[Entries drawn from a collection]
__________

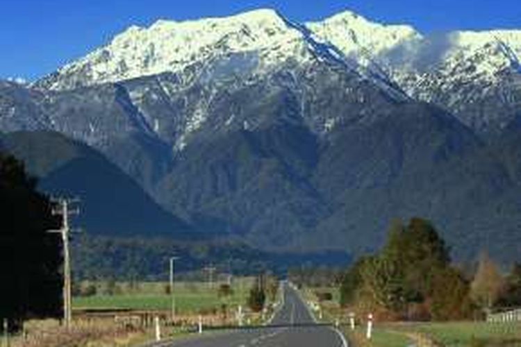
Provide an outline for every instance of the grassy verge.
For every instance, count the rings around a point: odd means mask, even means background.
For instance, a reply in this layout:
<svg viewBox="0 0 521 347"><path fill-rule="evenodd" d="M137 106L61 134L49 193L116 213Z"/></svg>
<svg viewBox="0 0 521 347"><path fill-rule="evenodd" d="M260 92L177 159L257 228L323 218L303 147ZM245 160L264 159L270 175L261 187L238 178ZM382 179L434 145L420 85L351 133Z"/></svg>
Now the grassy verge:
<svg viewBox="0 0 521 347"><path fill-rule="evenodd" d="M404 325L396 329L427 336L441 346L521 346L519 323L447 322Z"/></svg>
<svg viewBox="0 0 521 347"><path fill-rule="evenodd" d="M174 290L176 311L180 314L201 311L219 310L223 305L229 307L244 305L251 287L251 279L235 281L231 295L220 296L218 285L210 287L208 283L178 282ZM166 283L140 284L138 289L118 292L113 295L97 294L76 296L73 307L85 309L129 309L136 310L169 310L171 296L165 292ZM122 285L121 285L122 287Z"/></svg>

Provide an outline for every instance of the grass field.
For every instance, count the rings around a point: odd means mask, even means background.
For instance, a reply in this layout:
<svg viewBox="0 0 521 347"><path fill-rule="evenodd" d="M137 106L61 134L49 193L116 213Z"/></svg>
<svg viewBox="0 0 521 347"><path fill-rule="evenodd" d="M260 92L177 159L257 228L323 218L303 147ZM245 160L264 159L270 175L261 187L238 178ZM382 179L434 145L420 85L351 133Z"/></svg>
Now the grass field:
<svg viewBox="0 0 521 347"><path fill-rule="evenodd" d="M447 346L521 346L521 323L429 323L406 328Z"/></svg>
<svg viewBox="0 0 521 347"><path fill-rule="evenodd" d="M337 292L334 288L305 288L304 296L308 301L316 301L315 291ZM321 305L324 320L333 321L340 316L338 296ZM345 320L344 320L345 322ZM429 322L424 323L380 323L375 322L370 341L365 337L365 327L354 332L345 328L355 346L374 347L405 347L413 343L421 345L431 341L447 347L520 346L521 323L490 323L486 322Z"/></svg>
<svg viewBox="0 0 521 347"><path fill-rule="evenodd" d="M222 304L229 307L245 305L252 279L242 278L234 281L233 294L220 297L219 284L210 287L208 283L177 282L174 294L176 311L179 314L195 313L204 310L220 310ZM124 287L124 284L117 284ZM74 309L131 309L144 310L169 310L171 296L165 293L166 283L140 283L137 289L122 291L114 295L97 294L76 296L73 298Z"/></svg>

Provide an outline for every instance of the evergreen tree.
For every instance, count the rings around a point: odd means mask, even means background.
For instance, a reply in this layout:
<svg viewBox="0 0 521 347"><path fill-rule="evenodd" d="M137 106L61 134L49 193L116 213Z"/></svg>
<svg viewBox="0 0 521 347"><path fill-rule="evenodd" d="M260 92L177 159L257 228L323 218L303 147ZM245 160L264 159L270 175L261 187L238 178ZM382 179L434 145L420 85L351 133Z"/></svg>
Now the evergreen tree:
<svg viewBox="0 0 521 347"><path fill-rule="evenodd" d="M16 326L61 314L60 228L49 200L14 157L0 153L0 317Z"/></svg>

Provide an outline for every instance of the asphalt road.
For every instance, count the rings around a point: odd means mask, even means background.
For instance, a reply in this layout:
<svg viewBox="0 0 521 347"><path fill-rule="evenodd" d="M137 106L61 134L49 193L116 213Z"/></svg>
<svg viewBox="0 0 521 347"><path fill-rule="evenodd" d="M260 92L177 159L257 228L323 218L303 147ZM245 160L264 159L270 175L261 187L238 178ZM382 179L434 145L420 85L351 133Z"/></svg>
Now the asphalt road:
<svg viewBox="0 0 521 347"><path fill-rule="evenodd" d="M270 327L260 327L203 336L156 345L161 347L347 347L341 333L316 325L296 290L283 285L283 303Z"/></svg>

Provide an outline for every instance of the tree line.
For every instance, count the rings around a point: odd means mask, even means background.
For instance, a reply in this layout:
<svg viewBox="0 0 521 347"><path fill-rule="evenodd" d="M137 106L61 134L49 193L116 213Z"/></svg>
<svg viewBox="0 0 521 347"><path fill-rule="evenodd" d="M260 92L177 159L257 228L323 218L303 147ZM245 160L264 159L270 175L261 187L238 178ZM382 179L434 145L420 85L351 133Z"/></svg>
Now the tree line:
<svg viewBox="0 0 521 347"><path fill-rule="evenodd" d="M0 319L12 329L30 318L62 313L60 227L36 180L12 155L0 153Z"/></svg>
<svg viewBox="0 0 521 347"><path fill-rule="evenodd" d="M468 271L451 262L433 224L420 218L394 222L386 244L345 273L341 304L396 320L456 320L521 305L521 265L508 276L483 253Z"/></svg>

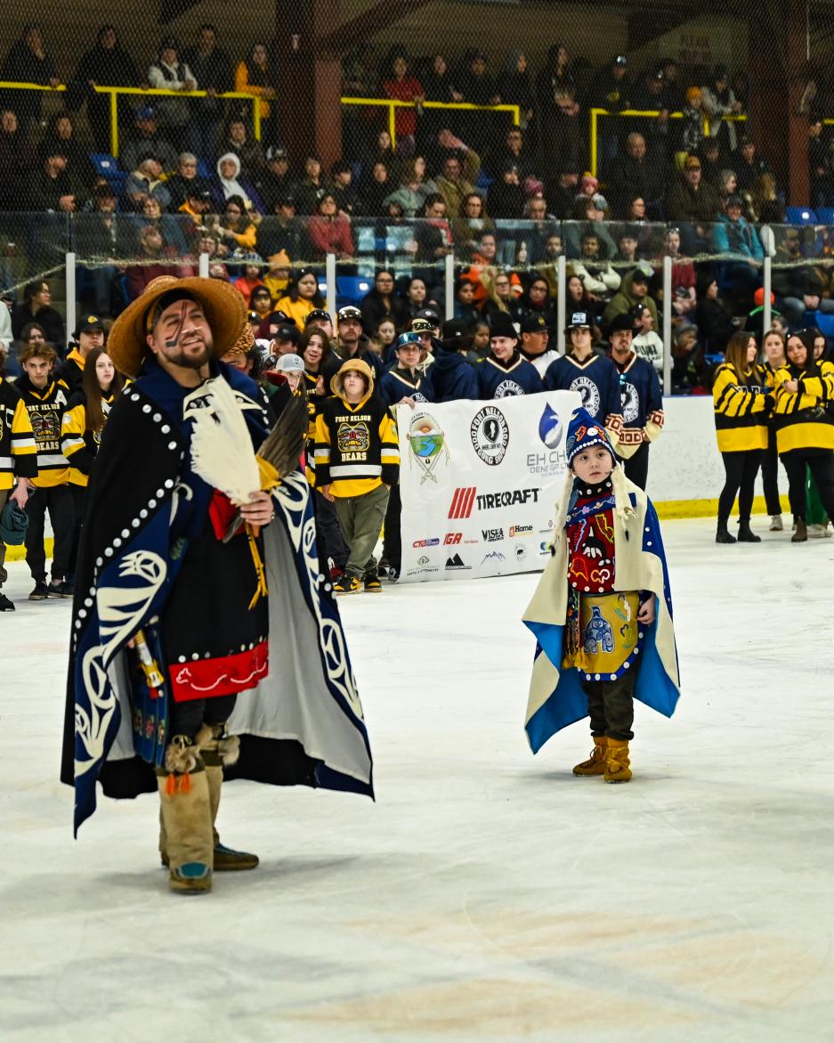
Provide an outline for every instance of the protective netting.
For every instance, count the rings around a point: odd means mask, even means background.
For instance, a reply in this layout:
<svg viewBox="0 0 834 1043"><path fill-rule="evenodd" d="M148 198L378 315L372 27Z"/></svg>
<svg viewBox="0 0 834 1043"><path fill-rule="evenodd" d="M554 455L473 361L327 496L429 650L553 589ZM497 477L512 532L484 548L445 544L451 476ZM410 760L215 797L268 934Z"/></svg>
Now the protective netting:
<svg viewBox="0 0 834 1043"><path fill-rule="evenodd" d="M340 305L392 269L399 328L415 278L441 317L520 319L542 272L556 314L563 254L566 290L577 276L600 329L641 269L677 331L713 281L728 321L743 322L769 257L776 308L828 333L830 4L288 7L255 0L241 18L163 0L109 25L103 3L6 5L7 294L48 280L64 310L71 250L76 311L115 315L153 273L199 270L200 254L216 277L275 293L313 266L333 299L332 253ZM669 253L685 282L666 302ZM448 256L474 312L446 299Z"/></svg>

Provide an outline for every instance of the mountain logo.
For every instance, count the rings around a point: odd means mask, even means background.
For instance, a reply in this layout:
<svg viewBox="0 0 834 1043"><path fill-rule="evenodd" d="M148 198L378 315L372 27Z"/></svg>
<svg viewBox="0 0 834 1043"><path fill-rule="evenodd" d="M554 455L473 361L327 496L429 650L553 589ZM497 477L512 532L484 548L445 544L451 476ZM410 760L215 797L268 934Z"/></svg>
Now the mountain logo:
<svg viewBox="0 0 834 1043"><path fill-rule="evenodd" d="M463 563L460 554L452 554L450 558L446 558L446 568L449 572L461 572L462 569L468 569L471 567L471 565L465 565Z"/></svg>

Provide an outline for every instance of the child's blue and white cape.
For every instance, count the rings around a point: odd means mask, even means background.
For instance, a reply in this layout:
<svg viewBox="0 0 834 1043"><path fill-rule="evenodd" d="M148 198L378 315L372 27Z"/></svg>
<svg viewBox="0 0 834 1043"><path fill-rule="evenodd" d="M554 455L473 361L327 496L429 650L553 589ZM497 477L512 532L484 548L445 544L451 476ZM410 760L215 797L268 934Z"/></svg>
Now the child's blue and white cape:
<svg viewBox="0 0 834 1043"><path fill-rule="evenodd" d="M659 713L671 717L680 696L671 591L658 516L645 492L630 482L620 466L614 483L615 590L651 590L656 596L655 623L645 631L635 696ZM569 487L572 474L568 471ZM575 501L566 490L554 530L554 554L539 580L523 622L536 635L525 730L534 753L574 721L588 715L588 699L575 668L562 670L567 616L567 537L565 517Z"/></svg>

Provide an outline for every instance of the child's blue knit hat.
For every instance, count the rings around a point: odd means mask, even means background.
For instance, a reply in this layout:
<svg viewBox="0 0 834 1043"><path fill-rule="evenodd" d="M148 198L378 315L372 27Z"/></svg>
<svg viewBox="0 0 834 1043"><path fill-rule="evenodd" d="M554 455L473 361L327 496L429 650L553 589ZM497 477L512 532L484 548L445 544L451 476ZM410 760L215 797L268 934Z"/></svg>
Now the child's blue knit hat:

__________

Rewrite the material from its beginning through the line containing "290L176 311L180 314L201", swapping "grassy verge" for "roadside verge" and keeping everything else the same. Leave the pictures out of your answer.

▶ [FINISHED TASK]
Provide an outline for every instance of the roadside verge.
For every instance, count the rings around a point: odd means mask, even means background.
For instance, a reply in this layout:
<svg viewBox="0 0 521 347"><path fill-rule="evenodd" d="M137 106L61 134L49 193L116 213Z"/></svg>
<svg viewBox="0 0 521 347"><path fill-rule="evenodd" d="M260 92L177 159L257 228L323 218L303 147ZM245 160L264 159L270 175L261 187L238 178ZM382 179L434 145L420 85L351 133Z"/></svg>
Now the roadside verge:
<svg viewBox="0 0 521 347"><path fill-rule="evenodd" d="M404 325L396 329L427 336L441 346L521 346L519 323L447 322Z"/></svg>
<svg viewBox="0 0 521 347"><path fill-rule="evenodd" d="M174 290L176 311L180 314L201 311L219 310L223 305L229 307L244 305L251 287L251 279L235 281L231 295L220 296L218 285L210 287L208 283L178 282ZM166 283L140 284L138 289L118 292L113 295L97 294L76 296L73 307L85 309L129 309L136 310L169 310L171 296L165 292ZM122 285L121 285L122 287Z"/></svg>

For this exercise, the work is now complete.